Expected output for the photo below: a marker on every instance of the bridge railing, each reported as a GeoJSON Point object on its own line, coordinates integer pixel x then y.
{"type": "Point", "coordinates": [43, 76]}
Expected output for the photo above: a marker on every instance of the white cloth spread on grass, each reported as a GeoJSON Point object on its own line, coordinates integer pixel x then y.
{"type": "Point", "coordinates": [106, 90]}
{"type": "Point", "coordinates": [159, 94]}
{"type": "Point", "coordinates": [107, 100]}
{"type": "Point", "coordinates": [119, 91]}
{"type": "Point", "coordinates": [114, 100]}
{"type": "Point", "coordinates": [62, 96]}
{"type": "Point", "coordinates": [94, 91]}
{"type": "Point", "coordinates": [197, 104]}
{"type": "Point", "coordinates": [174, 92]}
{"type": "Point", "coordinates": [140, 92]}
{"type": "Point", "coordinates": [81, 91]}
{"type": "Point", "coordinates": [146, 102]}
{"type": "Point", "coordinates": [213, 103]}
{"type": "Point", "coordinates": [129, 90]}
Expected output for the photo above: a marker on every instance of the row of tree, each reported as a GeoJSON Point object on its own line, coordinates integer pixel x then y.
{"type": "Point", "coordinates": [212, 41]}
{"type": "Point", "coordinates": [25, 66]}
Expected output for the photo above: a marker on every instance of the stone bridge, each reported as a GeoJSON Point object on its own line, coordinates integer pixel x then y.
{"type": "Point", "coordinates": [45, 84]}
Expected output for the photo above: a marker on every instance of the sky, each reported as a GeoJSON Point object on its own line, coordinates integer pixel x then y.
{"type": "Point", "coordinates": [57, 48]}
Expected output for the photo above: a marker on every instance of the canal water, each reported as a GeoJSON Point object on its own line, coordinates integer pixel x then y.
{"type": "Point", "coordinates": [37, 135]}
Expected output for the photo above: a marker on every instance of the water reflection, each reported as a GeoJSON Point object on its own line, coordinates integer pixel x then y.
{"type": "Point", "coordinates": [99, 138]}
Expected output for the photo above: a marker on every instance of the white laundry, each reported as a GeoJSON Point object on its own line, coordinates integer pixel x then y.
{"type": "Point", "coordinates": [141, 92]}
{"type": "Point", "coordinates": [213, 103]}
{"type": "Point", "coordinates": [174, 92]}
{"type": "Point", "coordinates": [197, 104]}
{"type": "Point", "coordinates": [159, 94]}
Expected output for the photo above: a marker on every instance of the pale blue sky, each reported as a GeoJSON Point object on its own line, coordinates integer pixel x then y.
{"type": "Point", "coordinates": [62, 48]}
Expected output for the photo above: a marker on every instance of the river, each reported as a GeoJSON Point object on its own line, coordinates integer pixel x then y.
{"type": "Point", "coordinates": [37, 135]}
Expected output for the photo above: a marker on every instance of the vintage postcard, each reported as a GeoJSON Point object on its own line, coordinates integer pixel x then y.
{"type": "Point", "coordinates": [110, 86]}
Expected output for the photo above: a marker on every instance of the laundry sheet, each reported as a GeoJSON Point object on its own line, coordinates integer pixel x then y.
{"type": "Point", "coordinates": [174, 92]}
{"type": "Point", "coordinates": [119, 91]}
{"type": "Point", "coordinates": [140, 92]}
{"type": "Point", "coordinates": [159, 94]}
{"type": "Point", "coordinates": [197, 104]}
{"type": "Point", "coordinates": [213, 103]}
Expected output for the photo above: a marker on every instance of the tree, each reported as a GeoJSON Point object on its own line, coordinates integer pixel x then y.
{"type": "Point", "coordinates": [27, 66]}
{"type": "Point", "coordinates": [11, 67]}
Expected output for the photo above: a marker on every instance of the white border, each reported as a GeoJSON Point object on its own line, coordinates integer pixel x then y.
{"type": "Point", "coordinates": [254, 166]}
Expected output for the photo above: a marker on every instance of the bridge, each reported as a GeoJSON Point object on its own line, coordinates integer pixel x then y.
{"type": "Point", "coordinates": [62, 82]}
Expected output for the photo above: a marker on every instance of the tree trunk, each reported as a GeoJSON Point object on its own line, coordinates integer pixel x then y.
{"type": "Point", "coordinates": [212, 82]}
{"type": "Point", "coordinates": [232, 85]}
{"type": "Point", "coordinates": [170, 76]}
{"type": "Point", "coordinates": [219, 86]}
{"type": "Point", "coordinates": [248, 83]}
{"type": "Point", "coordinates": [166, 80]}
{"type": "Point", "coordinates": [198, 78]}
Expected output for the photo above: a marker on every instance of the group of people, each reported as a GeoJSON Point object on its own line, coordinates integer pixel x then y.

* * * *

Goal of the exercise
Repeat the listing exactly, from its first line to its last.

Task response
Expected output for the photo below: a marker on every instance of the bridge railing, each reported as a GeoJSON Point object on its own line, coordinates integer pixel x then y.
{"type": "Point", "coordinates": [43, 76]}
Expected output for the photo above: a marker on every instance of the white cloth spread on grass, each reported as a GeoJSON Point object on its own line, coordinates integer pixel x then y.
{"type": "Point", "coordinates": [106, 90]}
{"type": "Point", "coordinates": [159, 94]}
{"type": "Point", "coordinates": [107, 100]}
{"type": "Point", "coordinates": [119, 91]}
{"type": "Point", "coordinates": [114, 100]}
{"type": "Point", "coordinates": [62, 96]}
{"type": "Point", "coordinates": [94, 91]}
{"type": "Point", "coordinates": [197, 104]}
{"type": "Point", "coordinates": [174, 92]}
{"type": "Point", "coordinates": [140, 92]}
{"type": "Point", "coordinates": [81, 91]}
{"type": "Point", "coordinates": [146, 102]}
{"type": "Point", "coordinates": [213, 103]}
{"type": "Point", "coordinates": [129, 90]}
Expected output for the photo above: a marker on every instance of the row of tree, each reported as a GeoJSON Point object on its own line, coordinates integer pixel x then y.
{"type": "Point", "coordinates": [212, 41]}
{"type": "Point", "coordinates": [25, 66]}
Expected output for the photo above: a marker on every instance of the stone bridge, each reported as a GeoJSON Point object on its own line, coordinates integer pixel x then y.
{"type": "Point", "coordinates": [45, 84]}
Expected output for the photo above: a marker on every instance of the sky, each reported as a GeoJSON Point object on its own line, coordinates integer pixel x then y.
{"type": "Point", "coordinates": [57, 48]}
Expected output for the photo above: a marker on every instance of the canal water, each reported as a GeoJSON Point object on its own line, coordinates integer pixel x then y.
{"type": "Point", "coordinates": [37, 135]}
Expected output for the photo above: a marker on every instance of the water reflection, each reported as a GeoJSON Point object on its own line, coordinates integer pixel x then y.
{"type": "Point", "coordinates": [99, 138]}
Expected output for the photo above: a marker on every instance of the white laundry, each reported as a GeoJSON Point object on its own line, coordinates integer pixel x then y.
{"type": "Point", "coordinates": [141, 92]}
{"type": "Point", "coordinates": [213, 103]}
{"type": "Point", "coordinates": [174, 92]}
{"type": "Point", "coordinates": [197, 104]}
{"type": "Point", "coordinates": [159, 94]}
Expected output for the photo above: a marker on every instance of the pale blue sky, each reported as a GeoJSON Point object on its own line, coordinates integer pixel x then y.
{"type": "Point", "coordinates": [62, 48]}
Expected output for the photo above: a marker on every instance of the river, each reported as a GeoJSON Point object on its own line, coordinates integer pixel x then y.
{"type": "Point", "coordinates": [37, 135]}
Expected output for the photo above: a marker on every instance of the vintage postcard, each reported as a GeoJSON Point object on its own line, coordinates integer pixel x then y.
{"type": "Point", "coordinates": [110, 86]}
Expected output for the photo above: a marker on every instance of the laundry sheet, each reported as a GeoJSON Point object on its own line, coordinates integer pixel x then y.
{"type": "Point", "coordinates": [174, 92]}
{"type": "Point", "coordinates": [119, 91]}
{"type": "Point", "coordinates": [140, 92]}
{"type": "Point", "coordinates": [159, 94]}
{"type": "Point", "coordinates": [197, 104]}
{"type": "Point", "coordinates": [213, 103]}
Expected output for the photo above: a marker on every instance of the tree, each reported as a GeoJSON Point object on its own line, coordinates integer pixel x then y.
{"type": "Point", "coordinates": [27, 66]}
{"type": "Point", "coordinates": [11, 67]}
Expected output for the photo above: a marker on every instance of the white border, each reported as a GeoJSON Point object on its own line, coordinates integer pixel x then y.
{"type": "Point", "coordinates": [254, 166]}
Expected output for the photo above: a marker on every instance of the bridge, each reported as a GeoJSON Point object on its own line, coordinates integer pixel x then y.
{"type": "Point", "coordinates": [62, 82]}
Expected output for the photo above: a marker on every instance of the tree trunk, each reported as a GeoJSON Point object on its own line, coordinates integer pixel x then y.
{"type": "Point", "coordinates": [212, 82]}
{"type": "Point", "coordinates": [232, 85]}
{"type": "Point", "coordinates": [170, 76]}
{"type": "Point", "coordinates": [219, 86]}
{"type": "Point", "coordinates": [248, 83]}
{"type": "Point", "coordinates": [166, 80]}
{"type": "Point", "coordinates": [198, 78]}
Expected output for the photo above: a marker on every instance of the group of people, each reported as a GeoJSON Point object on its own line, coordinates integer pixel x then y.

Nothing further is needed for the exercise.